EXTRACTED DATA:
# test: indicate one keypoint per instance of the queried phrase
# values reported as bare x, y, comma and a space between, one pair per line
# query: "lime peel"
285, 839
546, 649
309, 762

EXERCISE:
Write each line of the data down again exactly as it reads.

YOUR RESPONSE:
# test: indicate one keypoint per instance of the queried phrase
# values reported as bare x, y, comma and a space between, one pair per line
# query: "lime peel"
285, 839
546, 649
309, 762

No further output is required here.